_Problem requirements_
Copy out, word for word, the stretch of the records from the line containing "Drop one dot on each instance of the woman in" through the end of the records, including both of those ends.

◆ ◆ ◆

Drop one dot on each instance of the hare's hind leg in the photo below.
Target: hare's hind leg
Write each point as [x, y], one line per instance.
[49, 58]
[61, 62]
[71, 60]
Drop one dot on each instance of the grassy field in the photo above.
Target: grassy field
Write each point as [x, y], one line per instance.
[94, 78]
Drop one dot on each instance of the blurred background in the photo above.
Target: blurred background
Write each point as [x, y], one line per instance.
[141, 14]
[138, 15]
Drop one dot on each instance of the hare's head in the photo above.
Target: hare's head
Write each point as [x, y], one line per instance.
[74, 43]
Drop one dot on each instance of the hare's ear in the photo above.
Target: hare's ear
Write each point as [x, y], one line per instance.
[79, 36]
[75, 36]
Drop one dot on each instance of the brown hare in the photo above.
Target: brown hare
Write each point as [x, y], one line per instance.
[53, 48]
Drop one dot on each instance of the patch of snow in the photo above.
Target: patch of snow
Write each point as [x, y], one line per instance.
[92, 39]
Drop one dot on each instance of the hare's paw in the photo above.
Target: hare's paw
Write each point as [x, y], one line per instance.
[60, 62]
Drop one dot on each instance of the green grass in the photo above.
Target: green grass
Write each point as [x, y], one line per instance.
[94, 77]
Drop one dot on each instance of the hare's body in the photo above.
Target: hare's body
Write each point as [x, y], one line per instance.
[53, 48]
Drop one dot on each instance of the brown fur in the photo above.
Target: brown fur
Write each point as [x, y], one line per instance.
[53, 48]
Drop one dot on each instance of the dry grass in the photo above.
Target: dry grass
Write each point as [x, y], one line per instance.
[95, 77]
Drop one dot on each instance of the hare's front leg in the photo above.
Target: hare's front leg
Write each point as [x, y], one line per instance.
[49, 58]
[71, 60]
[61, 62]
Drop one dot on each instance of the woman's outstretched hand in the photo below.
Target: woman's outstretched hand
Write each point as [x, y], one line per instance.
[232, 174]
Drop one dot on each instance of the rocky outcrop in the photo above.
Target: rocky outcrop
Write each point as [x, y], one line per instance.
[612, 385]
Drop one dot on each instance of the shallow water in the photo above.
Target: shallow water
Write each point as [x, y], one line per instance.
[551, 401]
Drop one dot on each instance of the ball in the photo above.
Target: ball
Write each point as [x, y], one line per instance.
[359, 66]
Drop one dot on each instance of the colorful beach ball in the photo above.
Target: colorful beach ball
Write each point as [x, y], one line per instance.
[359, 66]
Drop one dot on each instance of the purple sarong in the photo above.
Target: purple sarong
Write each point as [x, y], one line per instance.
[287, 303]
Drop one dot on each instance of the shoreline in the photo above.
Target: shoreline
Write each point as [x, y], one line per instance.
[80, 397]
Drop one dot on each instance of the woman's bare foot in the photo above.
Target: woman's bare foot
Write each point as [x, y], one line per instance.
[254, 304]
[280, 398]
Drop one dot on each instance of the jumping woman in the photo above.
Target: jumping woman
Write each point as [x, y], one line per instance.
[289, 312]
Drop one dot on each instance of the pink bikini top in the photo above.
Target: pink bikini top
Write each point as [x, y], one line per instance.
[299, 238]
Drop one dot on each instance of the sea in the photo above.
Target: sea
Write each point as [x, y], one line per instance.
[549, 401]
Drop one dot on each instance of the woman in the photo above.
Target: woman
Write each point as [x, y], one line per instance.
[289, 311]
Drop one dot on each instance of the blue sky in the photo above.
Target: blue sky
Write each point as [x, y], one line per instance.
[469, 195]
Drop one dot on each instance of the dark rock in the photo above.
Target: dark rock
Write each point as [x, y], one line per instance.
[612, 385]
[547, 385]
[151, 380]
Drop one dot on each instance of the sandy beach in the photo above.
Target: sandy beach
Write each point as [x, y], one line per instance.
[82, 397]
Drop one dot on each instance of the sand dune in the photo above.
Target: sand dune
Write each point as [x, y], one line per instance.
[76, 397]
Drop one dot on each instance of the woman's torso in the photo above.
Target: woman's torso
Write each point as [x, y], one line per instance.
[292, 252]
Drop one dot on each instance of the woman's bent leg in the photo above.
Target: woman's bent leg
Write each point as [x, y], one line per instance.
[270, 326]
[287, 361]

◆ ◆ ◆

_Right answer_
Drop one dot on each instance of the woman in the photo above.
Target: woman
Write each point as [x, y], one line per instance.
[289, 311]
Drop one dot on each instance of the blue sky in the photo above.
Target: blue sky
Write each point as [x, y], one line per instance.
[469, 195]
Drop one dot on each instance of the dark rock in the photo above.
Target: dark rock
Write each point as [x, y], one line per instance.
[612, 385]
[547, 385]
[151, 380]
Drop one dot on each instance of the sandy beach in the photo above.
Target: sandy beach
Write each point as [x, y], one line per instance.
[82, 397]
Drop one dot on each instance of the sand dune in the photo above.
Target: sand dune
Write each point as [x, y], one line per instance.
[76, 397]
Drop one dot on each instance of the woman's torso in the photo above.
Target: woman's torso
Write each point as [x, y], one line per instance.
[292, 252]
Drop one dot on each instance of the woman's bent leg in the photo above.
Target: woman's bent leg
Write each point as [x, y], one line per instance.
[270, 326]
[287, 361]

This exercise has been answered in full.